## Bacaan yang Diberikan
Junta Militer Niger Ancam Bunuh Presiden, Jika Ada Intervensi Militer
NIAMEY, SATUHAR4APAN.COM-Junta militer Niger mengatakan kepada seorang diplomat tinggi Amerika Serikat bahwa mereka akan membunuh Presiden terguling Mohamed Bazoum jika negara-negara tetangga berusaha melakukan intervensi militer untuk mengembalikan kekuasaannya, kata dua pejabat Barat kepada The Associated Press.
Mereka berbicara dengan AP tak lama sebelum blok Afrika Barat ECOWAS mengatakan telah mengarahkan pengerahan "pasukan siaga" untuk memulihkan demokrasi di Niger, tanpa memberikan perincian tentang susunan, lokasi, atau tanggal penempatan yang diusulkan.
Perwakilan junta mengatakan kepada Wakil Menteri Luar Negeri AS, Victoria Nuland, tentang ancaman terhadap Bazoum selama kunjungannya ke negara itu pekan ini, kata seorang pejabat militer Barat, yang berbicara tanpa menyebut nama karena sensitivitas situasi.
Seorang pejabat AS membenarkan pernyataan itu, juga berbicara tanpa menyebut nama, karena mereka tidak berwenang untuk berbicara kepada media.
Bazoum, yang digulingkan pada 26 Juli, mengatakan dia disandera di kediamannya.
Secara terpisah, para pemimpin sembilan dari 15 negara anggota ECOWAS bertemu hari Kamis (10/8) di ibu kota Nigeria, Abuja, untuk membahas langkah selanjutnya setelah junta melanggar tenggat hari Minggu mereka untuk mengembalikan Bazoum.
Diminta klarifikasi atas pernyataan mereka, presiden komisi ECOWAS, Omar Alieu Touray, mengatakan dia hanya bisa menegaskan kembali keputusan oleh "otoritas militer di subkawasan untuk mengerahkan pasukan siaga masyarakat."
Pembiayaan telah dibahas dan "langkah-langkah yang tepat telah diambil," katanya. Dia menyalahkan junta atas kesulitan yang disebabkan oleh sanksi yang dikenakan pada Niger dan mengatakan tindakan lebih lanjut oleh blok tersebut akan diambil bersama, bukan oleh satu negara.
“Ini bukan satu negara melawan negara lain. Komunitas memiliki instrumen yang telah menjadi langganan semua anggota,” katanya.
Seorang mantan pejabat Angkatan Darat Inggris yang pernah bekerja di Nigeria mengatakan kepada The Associated Press bahwa pernyataan ECOWAS dapat dilihat sebagai lampu hijau bagi para anggota untuk mulai mengumpulkan pasukan mereka dengan tujuan akhir memulihkan tatanan konstitusional.

## Data Terkumpul
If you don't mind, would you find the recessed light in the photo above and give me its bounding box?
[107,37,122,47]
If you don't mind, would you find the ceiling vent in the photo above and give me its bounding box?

## Petunjuk Tugas
1. Menurut berita tentang ancaman junta militer Niger, pada tanggal berapa Bazoum digulingkan?
2. Salin tanpa perubahan bagian berita tentang ancaman junta militer Niger yang dimulai dari "Seorang mantan pejabat" dan berakhir pada "memulihkan tatanan konstitusional.".

## Jawaban Tiap Tugas
1. Bazoum digulingkan pada 26 Juli.

2.
Seorang mantan pejabat Angkatan Darat Inggris yang pernah bekerja di Nigeria mengatakan kepada The Associated Press bahwa pernyataan ECOWAS dapat dilihat sebagai lampu hijau bagi para anggota untuk mulai mengumpulkan pasukan mereka dengan tujuan akhir memulihkan tatanan konstitusional.